Written request. Convert the rows below into a Markdown table with the columns No and Entry, where each line gets its own number and blank lines are skipped. Leave the pictures out.

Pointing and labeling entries
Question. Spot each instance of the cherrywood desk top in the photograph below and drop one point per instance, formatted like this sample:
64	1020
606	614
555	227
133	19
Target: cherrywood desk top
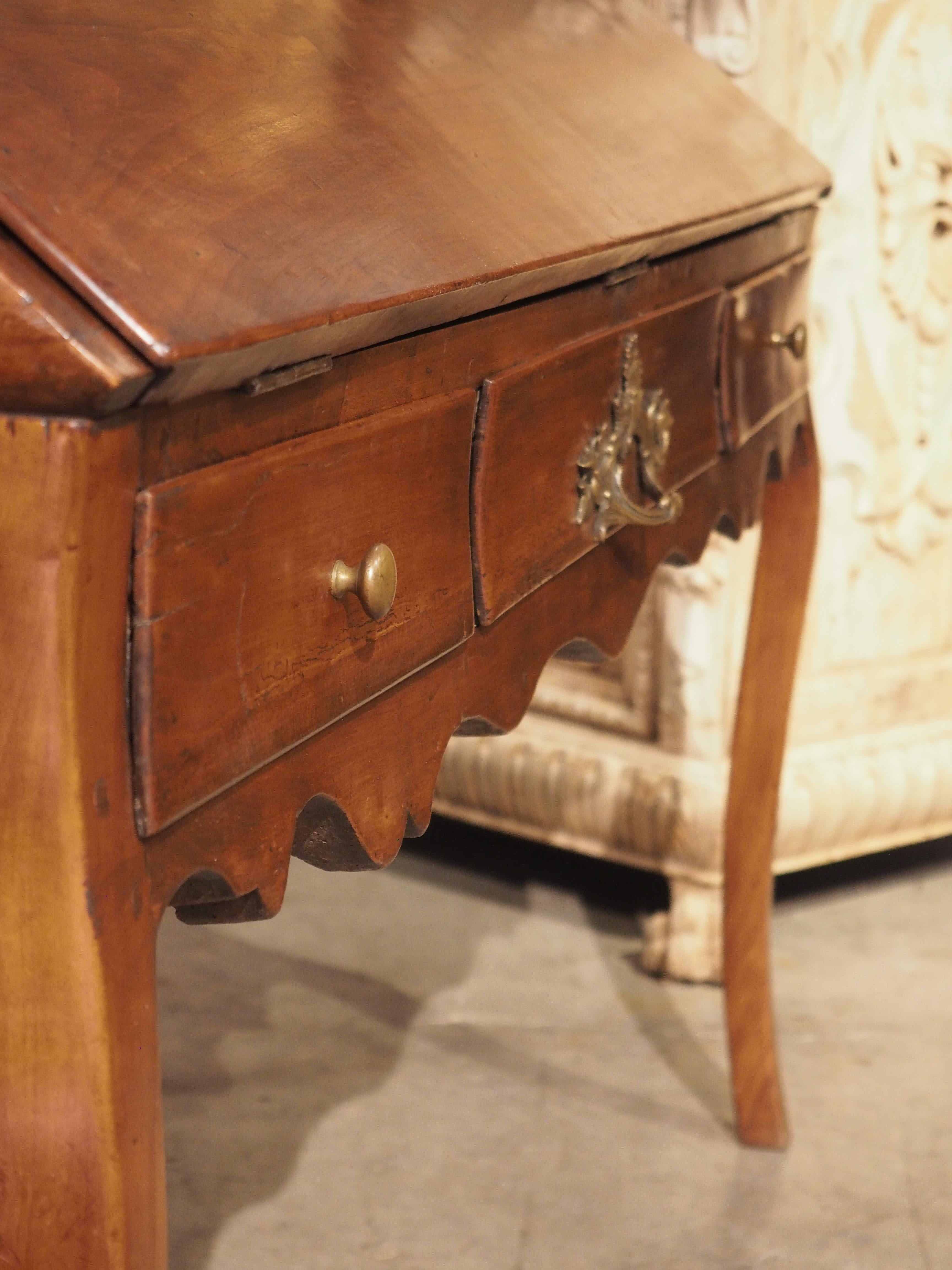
355	359
243	186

Task answer.
| No | Entry |
|---|---|
| 1 | Question. Spot each instance of the cherrywood desk top in the photograph below and drop one point per instance, formatted like this sample: |
| 2 | 64	1020 |
| 3 | 606	614 |
| 4 | 555	227 |
| 5 | 133	19 |
| 6 | Target: cherrywood desk top |
| 7 | 355	359 |
| 8 | 243	186 |